_DATASET EXCERPTS_
— Begin —
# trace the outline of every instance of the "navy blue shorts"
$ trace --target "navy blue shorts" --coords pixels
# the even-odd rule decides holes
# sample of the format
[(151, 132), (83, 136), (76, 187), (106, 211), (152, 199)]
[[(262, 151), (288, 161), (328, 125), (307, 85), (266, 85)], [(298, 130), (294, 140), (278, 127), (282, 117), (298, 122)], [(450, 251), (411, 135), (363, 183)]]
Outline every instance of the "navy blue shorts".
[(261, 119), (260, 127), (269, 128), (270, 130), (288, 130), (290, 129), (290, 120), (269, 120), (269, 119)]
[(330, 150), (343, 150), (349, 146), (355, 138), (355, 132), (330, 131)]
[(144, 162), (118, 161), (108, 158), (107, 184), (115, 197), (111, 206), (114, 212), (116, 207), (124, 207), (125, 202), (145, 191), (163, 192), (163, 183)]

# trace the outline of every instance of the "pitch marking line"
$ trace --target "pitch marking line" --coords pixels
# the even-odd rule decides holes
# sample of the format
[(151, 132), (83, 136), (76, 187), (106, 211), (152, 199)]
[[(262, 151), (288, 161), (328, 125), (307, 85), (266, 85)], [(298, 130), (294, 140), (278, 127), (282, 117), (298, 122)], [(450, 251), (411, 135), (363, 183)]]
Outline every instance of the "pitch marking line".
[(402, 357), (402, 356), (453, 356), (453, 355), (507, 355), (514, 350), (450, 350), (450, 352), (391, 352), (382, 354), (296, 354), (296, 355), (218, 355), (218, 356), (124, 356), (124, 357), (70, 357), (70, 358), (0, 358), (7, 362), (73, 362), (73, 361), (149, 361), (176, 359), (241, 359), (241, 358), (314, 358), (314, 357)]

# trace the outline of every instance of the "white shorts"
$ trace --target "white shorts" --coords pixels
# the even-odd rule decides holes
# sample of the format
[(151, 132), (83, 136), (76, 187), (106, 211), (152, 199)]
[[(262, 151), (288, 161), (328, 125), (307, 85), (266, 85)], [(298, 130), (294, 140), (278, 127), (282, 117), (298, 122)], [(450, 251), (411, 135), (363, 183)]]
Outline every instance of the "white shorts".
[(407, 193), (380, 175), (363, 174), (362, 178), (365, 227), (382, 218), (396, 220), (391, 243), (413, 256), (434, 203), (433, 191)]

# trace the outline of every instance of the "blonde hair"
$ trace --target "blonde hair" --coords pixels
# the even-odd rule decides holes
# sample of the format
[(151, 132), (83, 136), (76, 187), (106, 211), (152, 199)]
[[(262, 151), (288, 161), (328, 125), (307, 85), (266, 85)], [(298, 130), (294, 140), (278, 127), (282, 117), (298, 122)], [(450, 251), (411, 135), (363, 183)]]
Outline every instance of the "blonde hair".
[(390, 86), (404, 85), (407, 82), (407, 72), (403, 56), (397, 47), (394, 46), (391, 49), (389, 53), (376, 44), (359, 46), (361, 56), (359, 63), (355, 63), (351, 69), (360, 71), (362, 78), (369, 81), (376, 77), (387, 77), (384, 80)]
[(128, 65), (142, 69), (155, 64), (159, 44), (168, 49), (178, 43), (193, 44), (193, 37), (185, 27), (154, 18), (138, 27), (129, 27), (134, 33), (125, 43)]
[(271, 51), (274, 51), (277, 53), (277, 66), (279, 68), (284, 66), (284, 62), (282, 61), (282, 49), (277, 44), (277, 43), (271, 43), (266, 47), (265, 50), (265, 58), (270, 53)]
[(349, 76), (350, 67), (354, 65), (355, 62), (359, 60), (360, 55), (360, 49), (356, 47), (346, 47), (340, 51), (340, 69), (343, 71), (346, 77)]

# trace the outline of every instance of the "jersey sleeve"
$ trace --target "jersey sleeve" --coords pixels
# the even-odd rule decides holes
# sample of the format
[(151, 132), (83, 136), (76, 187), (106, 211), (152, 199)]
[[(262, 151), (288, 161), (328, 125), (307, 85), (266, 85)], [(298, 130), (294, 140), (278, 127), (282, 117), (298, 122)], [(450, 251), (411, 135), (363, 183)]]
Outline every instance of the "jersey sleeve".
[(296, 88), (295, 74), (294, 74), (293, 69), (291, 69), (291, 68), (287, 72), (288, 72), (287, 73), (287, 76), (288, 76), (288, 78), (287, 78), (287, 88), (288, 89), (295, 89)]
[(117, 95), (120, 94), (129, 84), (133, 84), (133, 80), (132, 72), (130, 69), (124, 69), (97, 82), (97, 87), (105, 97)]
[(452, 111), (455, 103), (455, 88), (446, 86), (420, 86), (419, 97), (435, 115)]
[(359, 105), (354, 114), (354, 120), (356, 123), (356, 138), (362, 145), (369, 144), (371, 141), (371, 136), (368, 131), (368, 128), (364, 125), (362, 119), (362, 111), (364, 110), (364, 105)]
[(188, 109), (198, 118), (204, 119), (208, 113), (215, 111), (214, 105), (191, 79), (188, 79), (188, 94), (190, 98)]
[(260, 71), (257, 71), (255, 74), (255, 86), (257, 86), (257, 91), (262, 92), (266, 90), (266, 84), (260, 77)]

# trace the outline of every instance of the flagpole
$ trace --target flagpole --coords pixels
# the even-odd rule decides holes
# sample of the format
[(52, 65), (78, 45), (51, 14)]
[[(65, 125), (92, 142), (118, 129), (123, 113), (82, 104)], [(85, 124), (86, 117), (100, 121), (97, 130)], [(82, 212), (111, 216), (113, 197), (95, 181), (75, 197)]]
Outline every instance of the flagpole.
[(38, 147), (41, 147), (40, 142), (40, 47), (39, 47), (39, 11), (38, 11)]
— End —
_WHAT TO WORK ON_
Repeat everything from the line containing "# trace the outline of every instance of the flagpole" down to the end of the records, switching "flagpole" to "lamppost" and leaving all else as it is.

_SOLUTION TO THIS PROBLEM_
# trace the outline of every instance of the lamppost
$ trace --target lamppost --coords pixels
# the even-odd rule decides holes
# sample of the format
[(52, 65), (78, 45), (51, 14)]
[[(65, 125), (92, 142), (118, 129), (123, 113), (82, 104)], [(85, 124), (86, 117), (100, 121), (97, 130)], [(82, 212), (111, 216), (113, 197), (95, 181), (75, 197)]]
Outline every instance of the lamppost.
[(38, 147), (41, 147), (40, 142), (40, 47), (39, 47), (39, 11), (38, 11)]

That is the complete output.